Input data:
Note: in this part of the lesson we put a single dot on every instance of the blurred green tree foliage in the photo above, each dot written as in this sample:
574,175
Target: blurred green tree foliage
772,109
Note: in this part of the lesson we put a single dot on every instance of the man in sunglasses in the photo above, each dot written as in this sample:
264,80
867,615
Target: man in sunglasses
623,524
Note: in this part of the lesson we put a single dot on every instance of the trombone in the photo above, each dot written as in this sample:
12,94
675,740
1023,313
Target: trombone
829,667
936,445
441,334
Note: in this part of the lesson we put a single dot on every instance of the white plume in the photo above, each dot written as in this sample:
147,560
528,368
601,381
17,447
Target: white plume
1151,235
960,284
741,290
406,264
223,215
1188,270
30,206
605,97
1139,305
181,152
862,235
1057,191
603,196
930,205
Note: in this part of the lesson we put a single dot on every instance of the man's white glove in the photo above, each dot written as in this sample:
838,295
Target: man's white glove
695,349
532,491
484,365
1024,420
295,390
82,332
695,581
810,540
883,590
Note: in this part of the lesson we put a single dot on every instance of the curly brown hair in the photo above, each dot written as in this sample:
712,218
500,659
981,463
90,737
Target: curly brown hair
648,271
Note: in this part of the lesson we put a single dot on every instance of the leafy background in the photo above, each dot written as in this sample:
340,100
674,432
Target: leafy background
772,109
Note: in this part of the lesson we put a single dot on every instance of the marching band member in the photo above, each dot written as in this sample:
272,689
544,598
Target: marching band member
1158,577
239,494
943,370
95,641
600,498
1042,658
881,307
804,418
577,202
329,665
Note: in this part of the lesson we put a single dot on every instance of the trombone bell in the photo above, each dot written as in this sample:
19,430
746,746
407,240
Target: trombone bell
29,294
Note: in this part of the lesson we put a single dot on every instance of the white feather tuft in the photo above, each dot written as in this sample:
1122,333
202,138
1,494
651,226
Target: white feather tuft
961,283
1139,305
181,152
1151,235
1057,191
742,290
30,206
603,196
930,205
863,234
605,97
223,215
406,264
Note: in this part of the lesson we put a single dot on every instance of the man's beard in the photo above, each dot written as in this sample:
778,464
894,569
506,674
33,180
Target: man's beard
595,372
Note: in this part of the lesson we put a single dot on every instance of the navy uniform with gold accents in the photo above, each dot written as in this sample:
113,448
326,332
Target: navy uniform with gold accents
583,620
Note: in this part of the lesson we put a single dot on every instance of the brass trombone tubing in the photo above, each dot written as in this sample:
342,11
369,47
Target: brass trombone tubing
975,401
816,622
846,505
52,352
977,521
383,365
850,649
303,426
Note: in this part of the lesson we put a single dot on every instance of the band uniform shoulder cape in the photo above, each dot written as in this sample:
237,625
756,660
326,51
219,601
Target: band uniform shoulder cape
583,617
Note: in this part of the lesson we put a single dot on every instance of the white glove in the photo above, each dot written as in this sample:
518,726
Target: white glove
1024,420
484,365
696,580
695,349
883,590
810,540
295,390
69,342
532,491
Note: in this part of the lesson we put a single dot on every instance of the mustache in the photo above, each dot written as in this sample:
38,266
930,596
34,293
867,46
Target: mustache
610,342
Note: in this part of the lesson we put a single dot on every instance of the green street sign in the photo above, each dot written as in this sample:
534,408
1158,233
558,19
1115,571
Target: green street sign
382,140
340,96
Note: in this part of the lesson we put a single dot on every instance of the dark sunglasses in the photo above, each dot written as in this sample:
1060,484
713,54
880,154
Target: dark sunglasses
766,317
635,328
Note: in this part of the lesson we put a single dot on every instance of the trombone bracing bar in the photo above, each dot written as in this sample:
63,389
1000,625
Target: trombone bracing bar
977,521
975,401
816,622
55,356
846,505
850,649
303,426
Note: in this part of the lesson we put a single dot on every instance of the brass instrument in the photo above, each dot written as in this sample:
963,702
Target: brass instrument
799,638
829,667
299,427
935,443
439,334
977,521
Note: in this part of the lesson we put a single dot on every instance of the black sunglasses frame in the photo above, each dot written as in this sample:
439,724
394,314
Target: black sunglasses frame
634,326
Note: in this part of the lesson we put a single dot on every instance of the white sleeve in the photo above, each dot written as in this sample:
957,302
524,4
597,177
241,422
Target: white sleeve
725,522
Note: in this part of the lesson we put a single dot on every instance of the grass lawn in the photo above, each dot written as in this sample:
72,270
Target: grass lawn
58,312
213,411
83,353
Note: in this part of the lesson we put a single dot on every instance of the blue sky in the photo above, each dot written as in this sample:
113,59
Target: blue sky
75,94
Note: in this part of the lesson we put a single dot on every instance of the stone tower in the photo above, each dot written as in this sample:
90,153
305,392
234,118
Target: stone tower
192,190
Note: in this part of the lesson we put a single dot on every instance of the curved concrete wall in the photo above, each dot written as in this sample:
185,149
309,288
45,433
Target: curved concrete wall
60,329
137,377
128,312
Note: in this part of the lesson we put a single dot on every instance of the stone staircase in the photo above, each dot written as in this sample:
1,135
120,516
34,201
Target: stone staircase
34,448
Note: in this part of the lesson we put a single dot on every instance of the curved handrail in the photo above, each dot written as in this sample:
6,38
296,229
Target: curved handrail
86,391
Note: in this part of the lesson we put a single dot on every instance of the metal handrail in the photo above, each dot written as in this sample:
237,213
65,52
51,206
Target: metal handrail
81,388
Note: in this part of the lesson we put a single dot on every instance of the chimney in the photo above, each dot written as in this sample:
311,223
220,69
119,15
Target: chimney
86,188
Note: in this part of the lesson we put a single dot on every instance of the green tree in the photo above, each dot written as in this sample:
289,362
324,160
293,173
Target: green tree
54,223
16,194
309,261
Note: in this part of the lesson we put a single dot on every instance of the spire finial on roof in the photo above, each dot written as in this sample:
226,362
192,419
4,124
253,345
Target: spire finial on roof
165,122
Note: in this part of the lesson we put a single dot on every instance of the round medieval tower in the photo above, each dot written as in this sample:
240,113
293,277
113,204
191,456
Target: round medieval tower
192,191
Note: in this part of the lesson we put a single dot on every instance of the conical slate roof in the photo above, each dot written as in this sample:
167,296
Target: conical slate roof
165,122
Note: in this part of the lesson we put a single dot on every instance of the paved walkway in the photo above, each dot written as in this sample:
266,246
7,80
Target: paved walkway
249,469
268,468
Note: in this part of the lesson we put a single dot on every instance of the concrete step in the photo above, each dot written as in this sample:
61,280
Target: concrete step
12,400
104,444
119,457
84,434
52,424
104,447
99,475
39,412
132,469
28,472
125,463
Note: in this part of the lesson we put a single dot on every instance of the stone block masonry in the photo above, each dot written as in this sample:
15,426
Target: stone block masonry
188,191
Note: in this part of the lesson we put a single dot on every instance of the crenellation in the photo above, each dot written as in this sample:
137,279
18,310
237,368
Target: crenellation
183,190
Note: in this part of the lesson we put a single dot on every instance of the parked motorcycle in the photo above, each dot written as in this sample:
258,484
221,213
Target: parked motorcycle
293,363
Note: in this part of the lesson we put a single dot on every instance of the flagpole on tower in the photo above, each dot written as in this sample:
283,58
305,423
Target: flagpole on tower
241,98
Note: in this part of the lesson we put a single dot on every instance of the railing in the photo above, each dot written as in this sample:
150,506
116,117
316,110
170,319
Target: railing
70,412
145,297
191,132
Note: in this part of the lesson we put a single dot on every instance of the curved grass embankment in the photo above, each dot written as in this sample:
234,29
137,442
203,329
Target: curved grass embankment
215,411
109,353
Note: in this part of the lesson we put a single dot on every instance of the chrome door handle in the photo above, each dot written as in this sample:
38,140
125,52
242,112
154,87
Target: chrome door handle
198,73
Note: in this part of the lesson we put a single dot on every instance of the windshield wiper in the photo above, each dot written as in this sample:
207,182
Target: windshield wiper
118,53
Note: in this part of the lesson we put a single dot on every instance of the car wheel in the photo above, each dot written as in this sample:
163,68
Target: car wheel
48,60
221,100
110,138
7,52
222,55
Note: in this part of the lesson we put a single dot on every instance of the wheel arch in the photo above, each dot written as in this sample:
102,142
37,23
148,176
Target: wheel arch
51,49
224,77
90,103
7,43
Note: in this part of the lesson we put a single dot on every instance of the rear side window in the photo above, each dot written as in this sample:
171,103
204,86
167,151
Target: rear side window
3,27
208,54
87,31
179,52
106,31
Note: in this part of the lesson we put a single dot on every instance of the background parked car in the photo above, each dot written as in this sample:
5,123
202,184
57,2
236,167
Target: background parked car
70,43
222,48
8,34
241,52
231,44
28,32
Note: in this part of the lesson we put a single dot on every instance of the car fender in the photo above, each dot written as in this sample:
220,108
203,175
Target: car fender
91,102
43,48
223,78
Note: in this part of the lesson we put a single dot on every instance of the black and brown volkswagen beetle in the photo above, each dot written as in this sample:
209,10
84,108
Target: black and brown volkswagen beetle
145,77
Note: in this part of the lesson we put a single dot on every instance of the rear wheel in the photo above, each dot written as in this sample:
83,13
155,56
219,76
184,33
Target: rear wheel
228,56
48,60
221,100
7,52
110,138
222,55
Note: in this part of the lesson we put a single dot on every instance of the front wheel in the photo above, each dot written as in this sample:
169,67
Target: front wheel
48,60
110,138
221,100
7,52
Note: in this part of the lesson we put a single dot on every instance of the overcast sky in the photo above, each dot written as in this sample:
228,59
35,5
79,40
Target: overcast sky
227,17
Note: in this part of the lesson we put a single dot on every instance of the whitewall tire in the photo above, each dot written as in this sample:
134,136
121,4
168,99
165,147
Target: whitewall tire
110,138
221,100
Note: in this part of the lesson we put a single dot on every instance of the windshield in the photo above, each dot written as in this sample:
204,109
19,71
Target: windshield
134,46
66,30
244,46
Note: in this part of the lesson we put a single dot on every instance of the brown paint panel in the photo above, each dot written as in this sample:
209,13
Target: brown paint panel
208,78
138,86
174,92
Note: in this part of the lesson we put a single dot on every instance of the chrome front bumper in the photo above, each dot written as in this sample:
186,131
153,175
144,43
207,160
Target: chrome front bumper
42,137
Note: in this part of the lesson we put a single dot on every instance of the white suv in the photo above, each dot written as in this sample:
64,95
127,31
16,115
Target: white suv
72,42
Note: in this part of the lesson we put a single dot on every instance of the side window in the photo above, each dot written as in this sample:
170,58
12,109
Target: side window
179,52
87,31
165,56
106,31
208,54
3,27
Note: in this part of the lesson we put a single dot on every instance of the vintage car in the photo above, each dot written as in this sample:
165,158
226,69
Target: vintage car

Required action: Identify the lines in the entries above that contain "vintage", then copy them out.

Solution to the problem:
Note: in this part of the lesson we put a single dot on every instance of the vintage car in the photo above, each dot written as in this sample:
Target: vintage car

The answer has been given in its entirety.